§ Task objective: Scan the records and identify every line in which the string "rough" occurs, then return those lines.

Record extracts section start

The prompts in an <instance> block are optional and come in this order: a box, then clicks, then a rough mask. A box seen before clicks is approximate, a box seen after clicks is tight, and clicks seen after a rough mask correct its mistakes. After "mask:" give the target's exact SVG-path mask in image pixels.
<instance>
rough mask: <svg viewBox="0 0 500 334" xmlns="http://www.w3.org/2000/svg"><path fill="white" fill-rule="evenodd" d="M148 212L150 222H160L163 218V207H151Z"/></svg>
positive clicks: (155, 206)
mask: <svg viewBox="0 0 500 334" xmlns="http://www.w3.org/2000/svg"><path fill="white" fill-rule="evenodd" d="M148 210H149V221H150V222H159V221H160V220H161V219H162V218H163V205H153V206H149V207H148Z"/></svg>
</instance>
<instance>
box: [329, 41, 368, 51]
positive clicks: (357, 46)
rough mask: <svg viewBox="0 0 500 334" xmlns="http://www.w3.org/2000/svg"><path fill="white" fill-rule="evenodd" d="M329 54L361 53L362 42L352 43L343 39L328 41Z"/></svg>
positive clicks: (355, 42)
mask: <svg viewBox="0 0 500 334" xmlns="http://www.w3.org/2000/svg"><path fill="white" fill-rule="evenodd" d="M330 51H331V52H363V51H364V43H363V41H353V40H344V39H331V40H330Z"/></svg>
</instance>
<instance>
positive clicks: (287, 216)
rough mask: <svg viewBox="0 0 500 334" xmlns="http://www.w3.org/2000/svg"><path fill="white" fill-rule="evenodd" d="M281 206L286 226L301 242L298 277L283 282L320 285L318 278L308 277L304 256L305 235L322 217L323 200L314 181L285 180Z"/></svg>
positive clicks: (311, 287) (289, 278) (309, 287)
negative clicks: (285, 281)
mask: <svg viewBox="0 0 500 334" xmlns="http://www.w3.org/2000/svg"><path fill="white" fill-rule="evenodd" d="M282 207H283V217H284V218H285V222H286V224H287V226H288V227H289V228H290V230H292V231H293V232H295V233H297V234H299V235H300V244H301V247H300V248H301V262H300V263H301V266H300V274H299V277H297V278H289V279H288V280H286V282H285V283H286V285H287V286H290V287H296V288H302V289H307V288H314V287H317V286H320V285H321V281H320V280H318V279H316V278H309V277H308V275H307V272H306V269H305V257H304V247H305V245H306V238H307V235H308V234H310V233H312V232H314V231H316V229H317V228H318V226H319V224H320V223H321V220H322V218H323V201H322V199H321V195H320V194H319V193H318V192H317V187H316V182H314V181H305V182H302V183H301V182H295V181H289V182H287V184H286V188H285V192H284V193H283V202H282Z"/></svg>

Record extracts section end

§ Result of the exercise:
The prompts in an <instance> block are optional and come in this order: a box, then clicks, then a rough mask. A box seen before clicks is approximate, a box seen after clicks is tight, and clicks seen after a rough mask correct its mistakes. After "mask:" give the target's exact SVG-path mask in image pixels.
rough mask: <svg viewBox="0 0 500 334" xmlns="http://www.w3.org/2000/svg"><path fill="white" fill-rule="evenodd" d="M148 212L150 222H160L163 218V207H151Z"/></svg>
rough mask: <svg viewBox="0 0 500 334" xmlns="http://www.w3.org/2000/svg"><path fill="white" fill-rule="evenodd" d="M329 54L361 53L362 42L352 43L343 39L328 41Z"/></svg>
rough mask: <svg viewBox="0 0 500 334" xmlns="http://www.w3.org/2000/svg"><path fill="white" fill-rule="evenodd" d="M281 206L286 226L301 242L298 277L283 282L320 285L318 278L308 277L304 256L305 235L322 217L323 200L314 181L285 180Z"/></svg>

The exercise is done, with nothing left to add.